Can you reproduce the data beneath, keeping every line exact?

╭─ Exercise data

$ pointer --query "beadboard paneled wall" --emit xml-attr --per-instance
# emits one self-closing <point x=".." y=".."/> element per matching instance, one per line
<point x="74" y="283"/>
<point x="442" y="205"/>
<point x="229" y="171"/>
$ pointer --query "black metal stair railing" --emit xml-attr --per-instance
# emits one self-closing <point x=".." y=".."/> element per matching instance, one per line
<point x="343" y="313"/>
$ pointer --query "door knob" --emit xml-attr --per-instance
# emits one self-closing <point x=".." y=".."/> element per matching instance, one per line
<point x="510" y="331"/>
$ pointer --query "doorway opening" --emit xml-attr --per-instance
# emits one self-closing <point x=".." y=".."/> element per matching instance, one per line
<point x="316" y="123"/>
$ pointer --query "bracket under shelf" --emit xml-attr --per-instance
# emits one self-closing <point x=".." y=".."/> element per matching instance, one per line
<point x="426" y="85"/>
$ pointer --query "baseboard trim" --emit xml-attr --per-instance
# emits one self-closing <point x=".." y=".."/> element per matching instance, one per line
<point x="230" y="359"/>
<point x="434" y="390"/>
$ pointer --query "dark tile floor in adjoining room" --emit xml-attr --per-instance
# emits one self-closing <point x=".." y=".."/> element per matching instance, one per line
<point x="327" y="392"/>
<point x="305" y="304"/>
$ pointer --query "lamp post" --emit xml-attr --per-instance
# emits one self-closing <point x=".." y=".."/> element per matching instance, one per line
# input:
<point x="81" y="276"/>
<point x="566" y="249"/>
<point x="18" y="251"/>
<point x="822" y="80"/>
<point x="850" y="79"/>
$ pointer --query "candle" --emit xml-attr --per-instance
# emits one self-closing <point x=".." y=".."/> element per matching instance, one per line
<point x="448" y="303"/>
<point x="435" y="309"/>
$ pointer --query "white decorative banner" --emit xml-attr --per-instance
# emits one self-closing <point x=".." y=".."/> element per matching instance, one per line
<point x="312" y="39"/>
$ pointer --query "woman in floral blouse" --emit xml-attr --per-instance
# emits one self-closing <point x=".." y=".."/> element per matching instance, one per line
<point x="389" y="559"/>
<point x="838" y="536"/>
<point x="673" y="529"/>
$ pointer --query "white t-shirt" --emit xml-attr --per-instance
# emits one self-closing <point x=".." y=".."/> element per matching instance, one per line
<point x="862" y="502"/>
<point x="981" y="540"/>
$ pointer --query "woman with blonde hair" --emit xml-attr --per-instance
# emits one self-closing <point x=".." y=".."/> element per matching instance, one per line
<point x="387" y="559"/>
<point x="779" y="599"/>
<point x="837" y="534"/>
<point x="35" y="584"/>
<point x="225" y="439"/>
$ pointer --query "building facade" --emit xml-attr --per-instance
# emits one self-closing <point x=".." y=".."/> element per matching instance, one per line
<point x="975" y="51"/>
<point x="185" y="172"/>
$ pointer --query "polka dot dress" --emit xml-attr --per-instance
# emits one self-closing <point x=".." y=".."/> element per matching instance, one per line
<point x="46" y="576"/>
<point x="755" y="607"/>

╰─

» **Written answer**
$ pointer --query "beadboard paneled wall" --emit xml-attr --per-instance
# emits one self-closing <point x=".." y=".."/> element per matching instance, one per line
<point x="74" y="283"/>
<point x="442" y="205"/>
<point x="229" y="171"/>
$ pointer --query "black metal stair railing" --emit xml-attr --per-instance
# emits one self-closing <point x=".." y=".."/> element per matching instance, one per line
<point x="343" y="313"/>
$ pointer --query "door knob" --emit xml-attr --per-instance
# emits one self-closing <point x=".." y=".."/> element per matching instance, one per line
<point x="510" y="331"/>
$ pointer --query "doorway opening" --emit xml-attr --per-instance
# emits one self-closing <point x=".." y=".."/> element per matching instance, one per line
<point x="316" y="123"/>
$ pointer --query "bracket under shelf" --emit xml-attr --per-instance
# emits one self-closing <point x=".." y=".."/> element per matching instance, one per line
<point x="426" y="85"/>
$ pointer --query "baseboard trim" --emit xml-attr --per-instance
# emits one self-closing <point x=".." y=".."/> element per matching instance, one per line
<point x="230" y="359"/>
<point x="434" y="390"/>
$ pointer --query "dark tile floor in adjoining room" --emit xml-attr --per-instance
# emits one self-closing <point x=".." y=".."/> element per matching instance, one per line
<point x="327" y="392"/>
<point x="305" y="304"/>
$ pointer --query "lamp post" --emit xml-attr --per-instance
# emits one self-closing <point x=".." y=".."/> element per matching instance, one per line
# input:
<point x="81" y="276"/>
<point x="566" y="249"/>
<point x="18" y="251"/>
<point x="822" y="80"/>
<point x="850" y="79"/>
$ pointer --query "candle" --emit xml-attr --per-instance
# emits one self-closing <point x=".." y=".."/> element per matching instance, one per line
<point x="448" y="303"/>
<point x="435" y="309"/>
$ pointer --query "white decorative banner" --emit xml-attr --per-instance
# emits one self-closing <point x=".." y=".."/> element per matching instance, one per line
<point x="312" y="39"/>
$ pointer --query "woman in floral blouse" --emit xml-attr --per-instance
# emits one self-closing <point x=".." y=".."/> element per matching instance, one per line
<point x="389" y="559"/>
<point x="838" y="536"/>
<point x="673" y="529"/>
$ pointer --query "white t-shirt" --emit xml-attr --per-instance
# emits one self-closing <point x=".." y=".."/> element per matching instance, one per line
<point x="862" y="502"/>
<point x="981" y="540"/>
$ pointer --query "woman with blonde hair" --emit xml-attr --per-instance
# emits one self-closing <point x=".." y=".."/> element per matching instance, one per line
<point x="387" y="559"/>
<point x="779" y="599"/>
<point x="837" y="534"/>
<point x="35" y="584"/>
<point x="225" y="439"/>
$ pointer --query "building facade" --emit xml-attr --per-instance
# emits one self-closing <point x=".." y=".."/> element per matching instance, one per line
<point x="975" y="51"/>
<point x="185" y="172"/>
$ pointer --query "polka dot dress" --emit xml-attr --per-instance
# emits one self-closing <point x=".." y=".."/> element per matching instance, one per line
<point x="46" y="576"/>
<point x="755" y="607"/>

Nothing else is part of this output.